◆ Excerto fornecido:
Coloca-se, no entanto, a seguinte questão: em que medida é que uma política de compras públicas, favorecendo empresas nacionais, poderá ser estabelecida sem infringir as regras comunitárias de concorrência? A esta questão, Luís Valadares Tavares (2003, 103) responde que “o Tratado da União, especialmente a partir do Acto Único, não permite discriminar entre empresas nacionais ou não, sempre que se procede a uma compra pública. Todavia, cada Estado é soberano em relação à escolha do que pretende adquirir e é nessa etapa decisória que se podem escolher soluções, padrões, normas ou outros termos de referência que permitam dar grandes oportunidades às nossas empresas (...).
 
Assim sendo, a política de compras públicas pode, em determinadas circunstâncias, funcionar como uma alavanca da vantagem competitiva nacional, caso o Estado actue como um comprador exigente e sofisticado. Para tal, deve, por um lado, haver um esforço coordenado de todos os órgãos da AP e, por outro, ser induzido um forte cariz de competição interna23.
 
2.2.2. Política de Regulamentação
 
O Governo pode igualmente influenciar as condições de procura através do desenvolvimento de padrões (standards)24 e regulamentos avançados e exigentes. Estes pressionam as empresas no sentido da qualidade e da inovação, assim como podem antecipar tendências internacionais25.

Itens do conjunto de dados:
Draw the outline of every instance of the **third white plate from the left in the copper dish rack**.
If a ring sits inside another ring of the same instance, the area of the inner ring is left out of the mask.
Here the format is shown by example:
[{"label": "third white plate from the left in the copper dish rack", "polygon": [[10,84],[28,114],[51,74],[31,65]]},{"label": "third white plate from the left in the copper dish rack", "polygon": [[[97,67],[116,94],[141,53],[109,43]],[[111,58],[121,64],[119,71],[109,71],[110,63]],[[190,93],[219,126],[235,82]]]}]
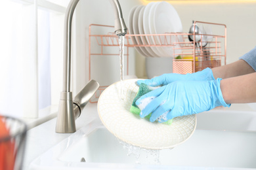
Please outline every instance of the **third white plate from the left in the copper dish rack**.
[{"label": "third white plate from the left in the copper dish rack", "polygon": [[[144,35],[144,27],[143,27],[143,14],[145,10],[145,6],[140,10],[139,19],[138,19],[138,27],[139,27],[139,34]],[[145,36],[141,36],[140,40],[142,41],[142,44],[148,45],[148,41],[146,40]],[[156,57],[156,53],[150,48],[150,46],[142,46],[141,48],[144,48],[148,52],[148,57]]]}]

◆ Complete o seguinte:
A. Responda com base no excerto:
(i) Segundo a citação de Luís Valadares Tavares, a partir de que momento o Tratado da União deixa de permitir a discriminação entre empresas nacionais e não nacionais numa compra pública?
(ii) Em que caso pode a política de compras públicas funcionar como uma alavanca da vantagem competitiva nacional?
(iii) Além de pressionarem as empresas no sentido da qualidade e da inovação, o que podem os padrões e regulamentos avançados e exigentes antecipar?
B. Devolva, tal como aparece no excerto, o trecho que começa em "Assim sendo, a" e termina em "antecipar tendências internacionais25.".

◆ Respostas por item:
A.
(i) Especialmente a partir do Acto Único.
(ii) Caso o Estado actue como um comprador exigente e sofisticado.
(iii) Tendências internacionais.

B.
Assim sendo, a política de compras públicas pode, em determinadas circunstâncias, funcionar como uma alavanca da vantagem competitiva nacional, caso o Estado actue como um comprador exigente e sofisticado. Para tal, deve, por um lado, haver um esforço coordenado de todos os órgãos da AP e, por outro, ser induzido um forte cariz de competição interna23.
 
2.2.2. Política de Regulamentação
 
O Governo pode igualmente influenciar as condições de procura através do desenvolvimento de padrões (standards)24 e regulamentos avançados e exigentes. Estes pressionam as empresas no sentido da qualidade e da inovação, assim como podem antecipar tendências internacionais25.